↓↓↓
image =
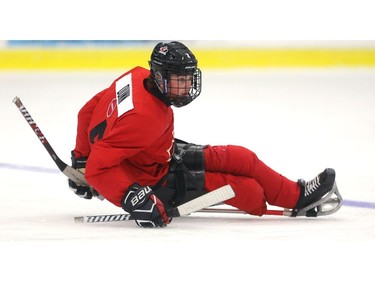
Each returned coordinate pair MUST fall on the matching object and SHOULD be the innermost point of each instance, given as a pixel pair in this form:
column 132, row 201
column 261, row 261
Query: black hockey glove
column 147, row 209
column 80, row 190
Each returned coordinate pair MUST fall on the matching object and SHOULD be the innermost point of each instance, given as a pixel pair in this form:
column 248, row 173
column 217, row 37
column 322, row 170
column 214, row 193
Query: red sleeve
column 82, row 148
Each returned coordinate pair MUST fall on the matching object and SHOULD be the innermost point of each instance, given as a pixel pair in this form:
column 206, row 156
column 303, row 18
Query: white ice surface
column 297, row 121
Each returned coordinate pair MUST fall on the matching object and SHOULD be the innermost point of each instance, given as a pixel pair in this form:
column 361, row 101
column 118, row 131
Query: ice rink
column 298, row 121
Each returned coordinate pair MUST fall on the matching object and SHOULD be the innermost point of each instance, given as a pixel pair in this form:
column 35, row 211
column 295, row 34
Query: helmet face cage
column 176, row 74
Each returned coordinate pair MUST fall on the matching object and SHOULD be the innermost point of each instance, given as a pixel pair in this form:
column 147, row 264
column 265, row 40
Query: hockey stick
column 309, row 211
column 67, row 170
column 211, row 198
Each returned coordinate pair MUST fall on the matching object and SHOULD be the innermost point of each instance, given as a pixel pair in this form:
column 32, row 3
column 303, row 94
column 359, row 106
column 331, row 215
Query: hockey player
column 126, row 144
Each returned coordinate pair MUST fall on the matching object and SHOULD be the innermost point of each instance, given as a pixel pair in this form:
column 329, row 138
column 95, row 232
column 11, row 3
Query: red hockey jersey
column 127, row 134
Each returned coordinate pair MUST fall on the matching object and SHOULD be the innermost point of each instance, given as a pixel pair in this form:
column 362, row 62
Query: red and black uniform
column 127, row 134
column 127, row 139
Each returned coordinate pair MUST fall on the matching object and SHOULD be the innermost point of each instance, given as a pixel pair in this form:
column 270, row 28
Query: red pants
column 253, row 182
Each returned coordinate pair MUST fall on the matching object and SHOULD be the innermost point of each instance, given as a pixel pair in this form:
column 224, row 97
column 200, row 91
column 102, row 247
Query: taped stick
column 67, row 170
column 211, row 198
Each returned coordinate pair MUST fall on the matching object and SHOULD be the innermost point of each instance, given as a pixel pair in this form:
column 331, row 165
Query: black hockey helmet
column 174, row 58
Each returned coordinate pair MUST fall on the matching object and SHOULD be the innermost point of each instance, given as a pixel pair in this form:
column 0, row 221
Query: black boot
column 312, row 191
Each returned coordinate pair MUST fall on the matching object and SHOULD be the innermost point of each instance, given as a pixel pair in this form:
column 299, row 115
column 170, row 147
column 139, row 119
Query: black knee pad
column 193, row 156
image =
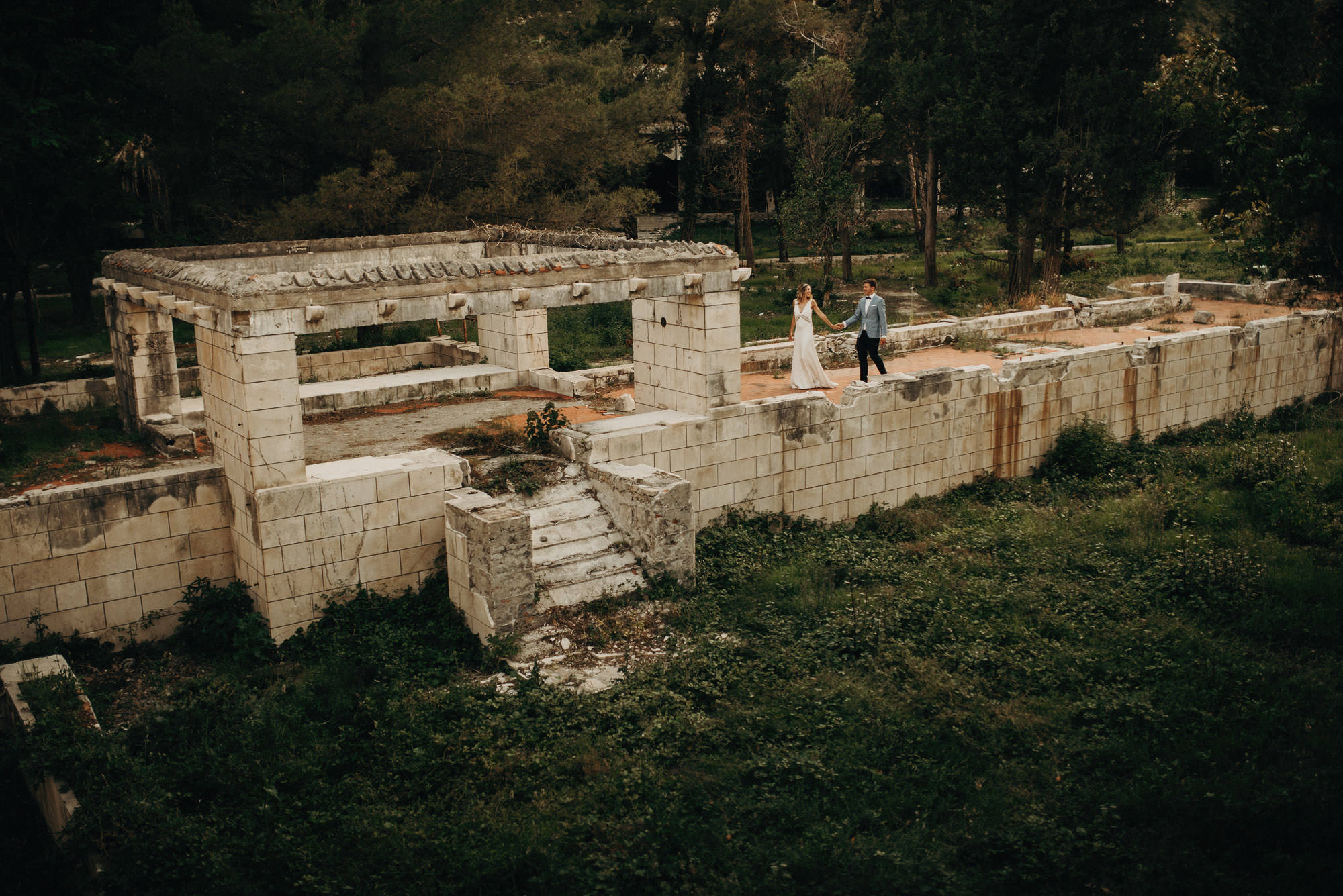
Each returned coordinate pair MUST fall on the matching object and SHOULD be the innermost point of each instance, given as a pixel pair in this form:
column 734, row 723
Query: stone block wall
↑↑↑
* **WHAT THE TASK ASKS**:
The entries above are to be repeated exactly, except for any pictures.

* **COMPLETED EXERCISE**:
image =
Each returned coordinate pair MUST fall on the matching object and SHOULD be the innermost point of each instance, given as a pixel pair in this form:
column 132, row 201
column 261, row 261
Query: black hockey glove
column 147, row 209
column 80, row 190
Each returned coordinate pair MUST fall on the matching object and SHOULD be the innermost point of each instance, given as a pixel pair in this form:
column 248, row 173
column 217, row 37
column 322, row 170
column 214, row 193
Query: red sleeve
column 82, row 148
Each returned coordinate pair MUST fall on the matching object and SHOULD be the innermost point of each instance, given as a pixel pair in this form:
column 206, row 156
column 303, row 18
Query: white ice surface
column 297, row 121
Each returned coordinate pair MUST fall on the matching object and SHOULD be the innermost point of each instance, given as a pixel pair in this form:
column 361, row 101
column 118, row 131
Query: ice rink
column 298, row 121
Each returned coordinate pair MUST fall on the matching object and SHOULD be the innermost point of each instance, given as a pixel pair in this form:
column 35, row 211
column 295, row 34
Query: helmet face cage
column 176, row 74
Each returned coordinate pair MUST fall on the matching object and SHOULD be the innermost point of each instance, given as a pixel pair in this form:
column 147, row 264
column 265, row 40
Query: hockey stick
column 309, row 211
column 67, row 170
column 211, row 198
Each returned coordinate pair MUST fall on the matching object and SHOULD be the innermost point of each instance, given as a pixel pair in this form:
column 32, row 3
column 303, row 94
column 359, row 106
column 331, row 215
Query: hockey player
column 126, row 144
Each returned coordinate pair MUST fall on the matching object and SHOULD be the innermost point of each instance, given as a pixel pair in this form:
column 329, row 138
column 95, row 232
column 11, row 3
Query: red hockey jersey
column 127, row 134
Each returned coordinate pair MUST fall on the matching object and SHOULD be the innermost point of each instance, given as a pixel pair in this form:
column 362, row 62
Query: red and black uniform
column 127, row 134
column 127, row 139
Each returned coordinate pair MUST fall on the matching object and SHOULD be the innermost point of each instance, given as a pixel pair in this form:
column 270, row 28
Query: red pants
column 253, row 182
Each returned coordinate pair MUST fall on the matching object and SHOULD be the innermost point of each instance, given as a pixel pair in this form:
column 224, row 97
column 200, row 91
column 102, row 247
Query: taped stick
column 67, row 170
column 211, row 198
Each returned coordinate pair MUST fall on the matching object and SHOULD be the innermost point of each instance, given as a pixel pair in this form:
column 331, row 165
Query: black hockey helmet
column 174, row 58
Each returned coordinate pair MUST fall on the matching object and SHOULD be the innermost point of each instance, given as a pixel pair in this form:
column 0, row 221
Query: black boot
column 312, row 191
Each returned coordinate pair MUST fall on the matching object and SHOULD be the innermost point of each instance, given as a pixel pair in this form:
column 299, row 115
column 170, row 147
column 139, row 119
Query: black knee pad
column 193, row 156
image =
Each returned coordinate pair MUST fall on the matching object and SHOULD be the innermost point of each instance, given as a pixel pair in this form:
column 734, row 723
Query: stone block wall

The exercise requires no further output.